#### TRECHO APRESENTADO ####

Emanoel Araújo, cuja vida múltipla como gravurista, escultor, curador e gestor fez dele um dos homens mais influentes da cultura brasileira, morreu essa madrugada em São Paulo depois de um infarto fulminante.
Ele tinha 81 anos.
Como gestor, Emanoel fez a Pinacoteca de São Paulo mudar de patamar e – ainda mais perto de seu coração – fundou em 2004 o Museu Afro Brasil, que debate a formação da identidade brasileira a partir do olhar e da experiência do negro.
“O Museu Afro Brasil era o filho de Emanoel,” Guilherme Assis, galerista do artista, disse ao Brazil Journal.
Já consagrado no País, o artista baiano estava sendo descoberto em todo o mundo. Colecionadores internacionais e museus como a Tate de Londres, o San Francisco MOMA, a LACMA de Los Angeles e o Guggenheim recentemente adquiriram obras suas, e a Jack Shainman, uma galeria novaiorquina focada em artistas da Diáspora Africana, prepara uma exposição sua para janeiro de 2023.

####

**PEDIDO ESCRITO 1**: Mostre cada linha das entradas abaixo em que aparece a palavra "foliage".

#### DADOS FORNECIDOS ####

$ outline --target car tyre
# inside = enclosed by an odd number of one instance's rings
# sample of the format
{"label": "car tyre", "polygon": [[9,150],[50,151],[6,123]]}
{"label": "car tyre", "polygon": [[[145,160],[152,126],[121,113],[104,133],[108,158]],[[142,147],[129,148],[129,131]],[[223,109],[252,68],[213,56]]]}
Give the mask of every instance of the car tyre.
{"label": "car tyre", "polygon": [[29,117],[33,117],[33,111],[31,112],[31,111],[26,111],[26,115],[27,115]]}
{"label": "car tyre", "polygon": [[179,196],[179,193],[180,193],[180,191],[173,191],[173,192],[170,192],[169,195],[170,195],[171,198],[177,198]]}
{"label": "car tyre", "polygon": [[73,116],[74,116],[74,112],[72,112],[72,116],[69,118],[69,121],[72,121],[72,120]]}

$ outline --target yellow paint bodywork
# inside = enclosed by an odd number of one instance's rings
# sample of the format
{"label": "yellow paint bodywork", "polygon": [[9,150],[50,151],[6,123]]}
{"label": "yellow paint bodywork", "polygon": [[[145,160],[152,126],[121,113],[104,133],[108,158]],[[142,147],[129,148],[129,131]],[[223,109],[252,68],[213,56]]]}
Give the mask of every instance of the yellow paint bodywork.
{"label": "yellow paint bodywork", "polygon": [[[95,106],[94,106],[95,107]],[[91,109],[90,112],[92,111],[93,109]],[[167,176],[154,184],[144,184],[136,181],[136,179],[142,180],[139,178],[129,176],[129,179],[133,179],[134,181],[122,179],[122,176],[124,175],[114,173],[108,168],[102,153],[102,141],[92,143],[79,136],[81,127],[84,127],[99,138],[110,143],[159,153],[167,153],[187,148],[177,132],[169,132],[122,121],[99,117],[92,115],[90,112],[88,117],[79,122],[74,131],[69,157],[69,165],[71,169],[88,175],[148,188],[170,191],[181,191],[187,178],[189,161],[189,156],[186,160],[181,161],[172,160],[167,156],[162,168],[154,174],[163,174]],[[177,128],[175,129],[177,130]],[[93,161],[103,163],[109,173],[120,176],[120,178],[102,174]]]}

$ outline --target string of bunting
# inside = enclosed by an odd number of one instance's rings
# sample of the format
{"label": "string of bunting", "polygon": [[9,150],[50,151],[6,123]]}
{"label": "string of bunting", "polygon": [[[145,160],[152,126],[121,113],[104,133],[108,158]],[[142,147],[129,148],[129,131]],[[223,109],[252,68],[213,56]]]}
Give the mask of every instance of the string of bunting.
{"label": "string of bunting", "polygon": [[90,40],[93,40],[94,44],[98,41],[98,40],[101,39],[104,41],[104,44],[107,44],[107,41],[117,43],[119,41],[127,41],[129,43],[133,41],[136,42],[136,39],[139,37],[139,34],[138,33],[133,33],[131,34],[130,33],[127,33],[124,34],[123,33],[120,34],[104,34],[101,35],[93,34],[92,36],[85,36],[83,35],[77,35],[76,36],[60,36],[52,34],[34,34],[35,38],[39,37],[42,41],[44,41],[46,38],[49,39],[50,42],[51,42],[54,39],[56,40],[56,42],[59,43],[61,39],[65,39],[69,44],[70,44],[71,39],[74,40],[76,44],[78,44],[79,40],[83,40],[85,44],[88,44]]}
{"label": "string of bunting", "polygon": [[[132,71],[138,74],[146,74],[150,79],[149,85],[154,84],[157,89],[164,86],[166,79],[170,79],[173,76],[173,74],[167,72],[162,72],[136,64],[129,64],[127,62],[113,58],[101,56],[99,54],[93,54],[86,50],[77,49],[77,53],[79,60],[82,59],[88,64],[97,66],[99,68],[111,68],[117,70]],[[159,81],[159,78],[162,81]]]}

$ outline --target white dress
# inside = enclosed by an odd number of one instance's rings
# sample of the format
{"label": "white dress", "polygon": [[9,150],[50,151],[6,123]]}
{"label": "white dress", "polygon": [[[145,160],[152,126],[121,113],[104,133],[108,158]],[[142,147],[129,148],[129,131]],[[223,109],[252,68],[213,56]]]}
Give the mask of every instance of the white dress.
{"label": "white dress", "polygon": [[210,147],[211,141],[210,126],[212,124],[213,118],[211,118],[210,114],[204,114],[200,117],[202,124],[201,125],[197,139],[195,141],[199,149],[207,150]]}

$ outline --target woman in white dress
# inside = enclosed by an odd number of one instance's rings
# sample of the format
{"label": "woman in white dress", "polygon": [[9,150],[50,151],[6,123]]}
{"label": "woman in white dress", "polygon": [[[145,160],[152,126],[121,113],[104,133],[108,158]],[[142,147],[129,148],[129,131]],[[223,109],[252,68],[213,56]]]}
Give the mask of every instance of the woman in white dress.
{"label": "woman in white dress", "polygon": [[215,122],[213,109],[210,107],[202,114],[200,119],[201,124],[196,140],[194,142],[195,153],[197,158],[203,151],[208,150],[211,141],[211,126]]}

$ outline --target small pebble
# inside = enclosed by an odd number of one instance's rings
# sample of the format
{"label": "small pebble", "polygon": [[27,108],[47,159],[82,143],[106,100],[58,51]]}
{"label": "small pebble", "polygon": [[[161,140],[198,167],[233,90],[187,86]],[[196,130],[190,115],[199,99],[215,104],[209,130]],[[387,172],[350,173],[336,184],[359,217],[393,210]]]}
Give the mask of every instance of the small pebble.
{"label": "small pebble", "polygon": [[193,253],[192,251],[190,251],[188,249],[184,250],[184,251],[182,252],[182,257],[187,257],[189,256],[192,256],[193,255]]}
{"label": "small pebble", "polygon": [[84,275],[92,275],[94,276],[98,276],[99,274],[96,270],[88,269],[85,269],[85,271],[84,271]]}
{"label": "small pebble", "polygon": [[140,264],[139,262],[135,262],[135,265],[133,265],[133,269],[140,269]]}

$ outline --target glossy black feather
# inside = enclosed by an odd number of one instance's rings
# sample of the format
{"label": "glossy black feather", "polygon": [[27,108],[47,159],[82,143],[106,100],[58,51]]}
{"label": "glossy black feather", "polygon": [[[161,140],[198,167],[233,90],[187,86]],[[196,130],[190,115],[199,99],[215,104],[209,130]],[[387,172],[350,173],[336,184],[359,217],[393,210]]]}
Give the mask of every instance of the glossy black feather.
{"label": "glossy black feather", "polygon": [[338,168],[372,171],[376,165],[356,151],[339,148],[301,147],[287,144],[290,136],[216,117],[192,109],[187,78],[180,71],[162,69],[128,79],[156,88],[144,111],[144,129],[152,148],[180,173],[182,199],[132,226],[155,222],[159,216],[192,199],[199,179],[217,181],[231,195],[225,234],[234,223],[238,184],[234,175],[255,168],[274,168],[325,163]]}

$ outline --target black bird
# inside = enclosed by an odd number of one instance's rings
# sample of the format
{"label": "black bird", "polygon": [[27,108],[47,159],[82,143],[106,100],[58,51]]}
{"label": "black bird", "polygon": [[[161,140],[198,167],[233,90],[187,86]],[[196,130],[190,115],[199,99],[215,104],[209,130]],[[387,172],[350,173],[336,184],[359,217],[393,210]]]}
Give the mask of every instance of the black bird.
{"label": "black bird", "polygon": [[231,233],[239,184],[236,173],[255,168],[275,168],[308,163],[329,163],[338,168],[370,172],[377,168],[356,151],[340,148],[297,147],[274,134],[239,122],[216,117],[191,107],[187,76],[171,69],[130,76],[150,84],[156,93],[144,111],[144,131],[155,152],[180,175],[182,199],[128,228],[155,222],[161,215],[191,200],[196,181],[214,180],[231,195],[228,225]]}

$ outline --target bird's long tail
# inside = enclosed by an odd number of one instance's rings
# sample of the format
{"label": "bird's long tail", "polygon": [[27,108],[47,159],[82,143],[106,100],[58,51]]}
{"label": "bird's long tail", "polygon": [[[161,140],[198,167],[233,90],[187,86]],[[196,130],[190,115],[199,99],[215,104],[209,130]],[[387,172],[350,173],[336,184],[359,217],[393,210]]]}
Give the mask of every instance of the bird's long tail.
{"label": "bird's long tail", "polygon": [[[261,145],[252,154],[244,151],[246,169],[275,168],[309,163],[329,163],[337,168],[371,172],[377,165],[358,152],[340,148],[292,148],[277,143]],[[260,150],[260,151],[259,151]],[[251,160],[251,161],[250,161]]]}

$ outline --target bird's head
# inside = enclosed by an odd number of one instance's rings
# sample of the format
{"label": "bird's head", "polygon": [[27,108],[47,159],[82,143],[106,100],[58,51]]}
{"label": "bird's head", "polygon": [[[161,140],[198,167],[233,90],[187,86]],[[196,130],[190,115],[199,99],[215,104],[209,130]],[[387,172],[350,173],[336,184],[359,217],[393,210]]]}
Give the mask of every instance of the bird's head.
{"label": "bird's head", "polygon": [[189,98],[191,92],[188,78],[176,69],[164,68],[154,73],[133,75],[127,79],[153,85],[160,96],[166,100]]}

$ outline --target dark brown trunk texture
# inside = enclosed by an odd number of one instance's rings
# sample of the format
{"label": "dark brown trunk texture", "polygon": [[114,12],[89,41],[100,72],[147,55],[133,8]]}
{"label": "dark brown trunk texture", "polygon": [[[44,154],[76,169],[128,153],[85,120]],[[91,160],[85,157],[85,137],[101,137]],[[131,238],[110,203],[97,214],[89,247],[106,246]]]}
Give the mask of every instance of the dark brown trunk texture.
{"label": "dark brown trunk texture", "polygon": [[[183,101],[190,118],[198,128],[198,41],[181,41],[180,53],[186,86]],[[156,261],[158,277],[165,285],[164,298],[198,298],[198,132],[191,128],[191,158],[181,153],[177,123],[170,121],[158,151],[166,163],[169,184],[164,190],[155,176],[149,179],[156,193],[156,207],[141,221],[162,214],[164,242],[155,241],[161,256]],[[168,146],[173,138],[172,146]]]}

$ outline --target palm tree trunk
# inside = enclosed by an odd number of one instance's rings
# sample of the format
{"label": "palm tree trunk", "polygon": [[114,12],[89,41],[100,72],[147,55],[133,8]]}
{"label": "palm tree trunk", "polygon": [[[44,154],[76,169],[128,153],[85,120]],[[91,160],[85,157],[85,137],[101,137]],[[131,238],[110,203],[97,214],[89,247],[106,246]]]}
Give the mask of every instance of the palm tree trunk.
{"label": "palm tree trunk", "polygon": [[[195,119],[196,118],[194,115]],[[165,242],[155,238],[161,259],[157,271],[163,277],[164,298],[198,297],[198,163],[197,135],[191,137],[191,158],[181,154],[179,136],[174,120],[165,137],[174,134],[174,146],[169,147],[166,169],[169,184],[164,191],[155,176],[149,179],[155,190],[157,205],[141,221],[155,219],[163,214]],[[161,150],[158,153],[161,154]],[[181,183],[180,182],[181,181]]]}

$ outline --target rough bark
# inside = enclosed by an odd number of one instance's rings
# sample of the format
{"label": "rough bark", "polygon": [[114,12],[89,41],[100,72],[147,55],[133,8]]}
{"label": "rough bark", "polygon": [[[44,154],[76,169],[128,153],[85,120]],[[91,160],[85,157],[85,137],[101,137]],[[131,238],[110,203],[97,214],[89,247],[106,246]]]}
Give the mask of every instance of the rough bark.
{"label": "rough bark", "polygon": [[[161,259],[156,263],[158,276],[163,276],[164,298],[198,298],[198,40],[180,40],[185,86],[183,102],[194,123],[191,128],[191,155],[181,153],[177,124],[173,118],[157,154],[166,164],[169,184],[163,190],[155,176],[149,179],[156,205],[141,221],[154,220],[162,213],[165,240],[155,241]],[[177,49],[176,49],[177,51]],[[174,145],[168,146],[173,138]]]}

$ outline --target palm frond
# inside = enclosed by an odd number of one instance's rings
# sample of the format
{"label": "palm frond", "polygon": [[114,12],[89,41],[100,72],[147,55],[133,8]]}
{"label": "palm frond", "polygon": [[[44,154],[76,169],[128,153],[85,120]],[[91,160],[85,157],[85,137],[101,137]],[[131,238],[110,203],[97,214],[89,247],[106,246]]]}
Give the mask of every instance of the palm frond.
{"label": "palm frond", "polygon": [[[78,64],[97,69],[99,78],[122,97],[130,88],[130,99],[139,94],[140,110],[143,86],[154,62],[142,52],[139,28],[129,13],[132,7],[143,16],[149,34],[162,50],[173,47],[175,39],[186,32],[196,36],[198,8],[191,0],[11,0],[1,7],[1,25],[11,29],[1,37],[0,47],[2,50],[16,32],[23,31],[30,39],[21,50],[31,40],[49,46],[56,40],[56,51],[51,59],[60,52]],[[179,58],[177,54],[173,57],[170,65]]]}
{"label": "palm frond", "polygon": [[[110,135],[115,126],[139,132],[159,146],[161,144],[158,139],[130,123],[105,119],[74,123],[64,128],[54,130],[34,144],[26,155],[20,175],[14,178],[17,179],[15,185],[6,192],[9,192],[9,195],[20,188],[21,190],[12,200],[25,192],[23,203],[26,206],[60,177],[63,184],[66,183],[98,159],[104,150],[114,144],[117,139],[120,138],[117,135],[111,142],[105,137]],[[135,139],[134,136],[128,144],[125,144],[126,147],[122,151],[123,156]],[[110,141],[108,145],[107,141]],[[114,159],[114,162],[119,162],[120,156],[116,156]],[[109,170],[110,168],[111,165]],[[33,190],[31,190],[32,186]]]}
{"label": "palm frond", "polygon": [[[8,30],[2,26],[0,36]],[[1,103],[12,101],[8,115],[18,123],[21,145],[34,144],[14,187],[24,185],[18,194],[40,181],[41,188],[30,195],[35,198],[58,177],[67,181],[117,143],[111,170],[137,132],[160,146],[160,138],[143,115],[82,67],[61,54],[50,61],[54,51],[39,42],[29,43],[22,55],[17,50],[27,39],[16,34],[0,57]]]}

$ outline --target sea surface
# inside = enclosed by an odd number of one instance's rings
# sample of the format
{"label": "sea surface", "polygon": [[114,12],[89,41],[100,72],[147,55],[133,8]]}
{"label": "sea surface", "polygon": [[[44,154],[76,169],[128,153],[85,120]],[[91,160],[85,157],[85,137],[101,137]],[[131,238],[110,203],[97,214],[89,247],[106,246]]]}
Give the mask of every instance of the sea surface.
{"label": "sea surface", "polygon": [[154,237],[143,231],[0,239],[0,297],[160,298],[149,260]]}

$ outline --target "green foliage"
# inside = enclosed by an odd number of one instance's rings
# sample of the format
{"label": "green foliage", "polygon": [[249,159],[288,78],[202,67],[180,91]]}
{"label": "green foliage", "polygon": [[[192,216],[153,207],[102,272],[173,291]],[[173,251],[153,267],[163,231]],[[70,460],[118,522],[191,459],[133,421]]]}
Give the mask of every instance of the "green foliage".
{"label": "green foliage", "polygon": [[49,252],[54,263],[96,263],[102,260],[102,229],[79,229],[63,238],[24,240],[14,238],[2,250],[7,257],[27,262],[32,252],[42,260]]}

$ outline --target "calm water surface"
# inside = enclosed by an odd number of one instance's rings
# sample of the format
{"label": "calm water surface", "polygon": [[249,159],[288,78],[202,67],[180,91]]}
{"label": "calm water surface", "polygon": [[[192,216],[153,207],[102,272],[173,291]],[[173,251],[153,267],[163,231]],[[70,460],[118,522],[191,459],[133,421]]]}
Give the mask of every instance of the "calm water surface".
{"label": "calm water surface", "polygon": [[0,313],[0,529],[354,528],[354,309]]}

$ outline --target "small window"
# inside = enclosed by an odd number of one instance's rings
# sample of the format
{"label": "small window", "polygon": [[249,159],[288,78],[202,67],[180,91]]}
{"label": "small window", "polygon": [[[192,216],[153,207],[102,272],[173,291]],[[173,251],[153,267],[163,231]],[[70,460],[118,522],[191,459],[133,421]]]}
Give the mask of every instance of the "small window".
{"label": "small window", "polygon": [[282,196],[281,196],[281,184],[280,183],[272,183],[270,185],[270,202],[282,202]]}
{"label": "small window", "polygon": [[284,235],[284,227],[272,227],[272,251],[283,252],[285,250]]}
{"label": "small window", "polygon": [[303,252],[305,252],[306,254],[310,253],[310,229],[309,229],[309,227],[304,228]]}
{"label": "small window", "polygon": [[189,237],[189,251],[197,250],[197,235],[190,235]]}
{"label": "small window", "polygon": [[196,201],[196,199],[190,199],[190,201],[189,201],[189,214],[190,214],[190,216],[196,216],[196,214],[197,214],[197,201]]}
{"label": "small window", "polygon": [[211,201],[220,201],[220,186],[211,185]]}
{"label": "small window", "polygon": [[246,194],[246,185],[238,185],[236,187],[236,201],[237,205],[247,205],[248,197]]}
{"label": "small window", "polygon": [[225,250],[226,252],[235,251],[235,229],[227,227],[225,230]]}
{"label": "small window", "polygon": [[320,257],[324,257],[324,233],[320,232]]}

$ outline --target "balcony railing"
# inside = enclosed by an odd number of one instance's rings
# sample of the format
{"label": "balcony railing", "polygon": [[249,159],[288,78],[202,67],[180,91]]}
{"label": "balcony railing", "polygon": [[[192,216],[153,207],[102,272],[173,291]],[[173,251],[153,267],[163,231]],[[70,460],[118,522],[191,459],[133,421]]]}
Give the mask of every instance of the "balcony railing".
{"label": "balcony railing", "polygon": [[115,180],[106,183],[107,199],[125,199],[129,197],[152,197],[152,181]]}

####

**PEDIDO ESCRITO 2**: Redigite na íntegra, sem nenhuma alteração, o texto sobre Emanoel Araújo.

**RESOLUÇÃO DO EXERCÍCIO 1**:
$ outline --target "green foliage"
{"label": "green foliage", "polygon": [[249,159],[288,78],[202,67],[180,91]]}
{"label": "green foliage", "polygon": [[[192,216],[153,207],[102,272],[173,291]],[[173,251],[153,267],[163,231]],[[70,460],[118,522],[191,459],[133,421]]]}
Give the mask of every instance of the "green foliage".
{"label": "green foliage", "polygon": [[49,252],[54,263],[96,263],[102,260],[102,229],[79,229],[63,238],[24,240],[14,238],[2,250],[7,257],[27,262],[32,252],[42,260]]}

**RESOLUÇÃO DO EXERCÍCIO 2**:
Emanoel Araújo, cuja vida múltipla como gravurista, escultor, curador e gestor fez dele um dos homens mais influentes da cultura brasileira, morreu essa madrugada em São Paulo depois de um infarto fulminante.
Ele tinha 81 anos.
Como gestor, Emanoel fez a Pinacoteca de São Paulo mudar de patamar e – ainda mais perto de seu coração – fundou em 2004 o Museu Afro Brasil, que debate a formação da identidade brasileira a partir do olhar e da experiência do negro.
“O Museu Afro Brasil era o filho de Emanoel,” Guilherme Assis, galerista do artista, disse ao Brazil Journal.
Já consagrado no País, o artista baiano estava sendo descoberto em todo o mundo. Colecionadores internacionais e museus como a Tate de Londres, o San Francisco MOMA, a LACMA de Los Angeles e o Guggenheim recentemente adquiriram obras suas, e a Jack Shainman, uma galeria novaiorquina focada em artistas da Diáspora Africana, prepara uma exposição sua para janeiro de 2023.